··· Material supplied

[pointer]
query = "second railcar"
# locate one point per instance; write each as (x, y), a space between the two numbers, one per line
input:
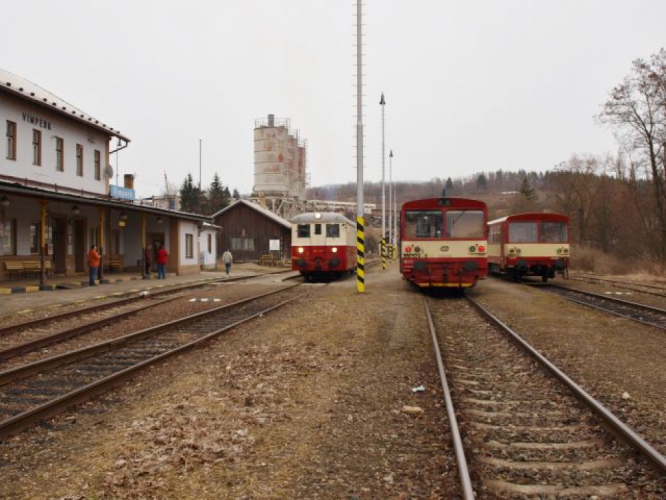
(323, 245)
(443, 242)
(529, 244)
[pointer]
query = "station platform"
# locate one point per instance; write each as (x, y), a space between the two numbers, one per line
(74, 289)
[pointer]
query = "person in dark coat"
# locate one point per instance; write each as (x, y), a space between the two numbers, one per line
(147, 260)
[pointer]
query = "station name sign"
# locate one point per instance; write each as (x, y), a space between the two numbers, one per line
(121, 193)
(39, 122)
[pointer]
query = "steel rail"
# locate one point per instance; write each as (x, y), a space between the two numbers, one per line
(68, 357)
(463, 469)
(52, 407)
(77, 331)
(9, 329)
(619, 427)
(627, 303)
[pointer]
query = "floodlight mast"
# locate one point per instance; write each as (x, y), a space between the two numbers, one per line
(360, 233)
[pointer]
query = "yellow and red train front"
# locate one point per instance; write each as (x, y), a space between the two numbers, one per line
(443, 242)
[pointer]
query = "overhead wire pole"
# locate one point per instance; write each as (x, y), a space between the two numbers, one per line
(390, 219)
(360, 231)
(382, 103)
(395, 207)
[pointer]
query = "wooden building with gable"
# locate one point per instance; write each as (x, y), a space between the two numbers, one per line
(251, 232)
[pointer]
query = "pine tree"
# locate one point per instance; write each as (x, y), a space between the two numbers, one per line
(527, 191)
(481, 182)
(190, 196)
(218, 196)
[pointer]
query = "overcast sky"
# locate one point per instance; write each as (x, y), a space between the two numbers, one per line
(470, 85)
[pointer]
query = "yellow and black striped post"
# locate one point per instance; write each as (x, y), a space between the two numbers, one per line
(360, 255)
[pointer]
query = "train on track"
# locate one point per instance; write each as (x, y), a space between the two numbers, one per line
(443, 242)
(323, 245)
(529, 244)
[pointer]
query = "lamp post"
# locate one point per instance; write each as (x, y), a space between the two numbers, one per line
(360, 231)
(382, 103)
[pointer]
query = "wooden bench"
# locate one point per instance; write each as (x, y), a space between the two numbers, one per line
(35, 266)
(266, 260)
(13, 268)
(116, 263)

······

* **Task details**
Reproduce every entry word for word, but omit the pictures.

* **Worked answer**
[pointer]
query = "second railcar"
# locate one point per instance; write each as (x, y), a space between the two numbers, one per line
input:
(323, 245)
(443, 242)
(529, 244)
[pointer]
query = "station platform"
# locate one point per instance; write each as (x, y), a space between the two numbers, one per line
(74, 289)
[pointer]
query = "person in dark coat"
# locate one point per instance; write each as (x, y), a space between the two numbers, one per line
(147, 260)
[pointer]
query = "station name sign"
# locate one point per instance; write each as (x, y), a space between the two numbers, one per line
(121, 193)
(39, 122)
[pointer]
query = "steel rail"
# locate one point per instance; write each as (x, y), a space between the two numbers, one per line
(68, 357)
(463, 469)
(52, 407)
(77, 331)
(9, 329)
(619, 427)
(627, 303)
[pointer]
query = "floodlight mast"
# locate one point per instance; write each as (x, y), a space between the two numbers, one per line
(360, 233)
[pointer]
query = "yellow and red train front"
# locate one point per instance; write each as (x, y), a space between the two numbers, one per line
(443, 242)
[pointer]
query = "overhead wire pole"
# locate one point per instance; write each as (x, y), a space between the two numbers, one per line
(390, 219)
(360, 231)
(382, 103)
(395, 207)
[pointer]
query = "wooden building with gable"
# locate one point per instance; write each as (x, y), a space between the two numbers, one per line
(251, 232)
[pointer]
query = "pine tree"
# locate one point per instance; write each as (x, y), a space between the two numbers, one per line
(527, 191)
(481, 182)
(190, 196)
(218, 196)
[pointer]
query = "overcast sky"
# locate one point per instance; write each as (x, y), a space between the two numbers, one per line
(470, 85)
[pointer]
query = "yellow and black striped post"
# locate one point per instance; write each as (x, y), a space between the two numbers, one per line
(360, 255)
[pointer]
query = "train on track"
# locate one point per instance; write each as (x, y), a space between the two numbers, one per line
(443, 242)
(323, 245)
(529, 244)
[pointer]
query = "lamp post"
# locate one point per instance; write each as (x, y), a space between the two numbers, one per line
(360, 231)
(382, 103)
[pointer]
query = "wooden bench"
# locate one point per instance; write each as (x, y), a space between the two numbers, one per line
(35, 266)
(266, 260)
(13, 268)
(116, 263)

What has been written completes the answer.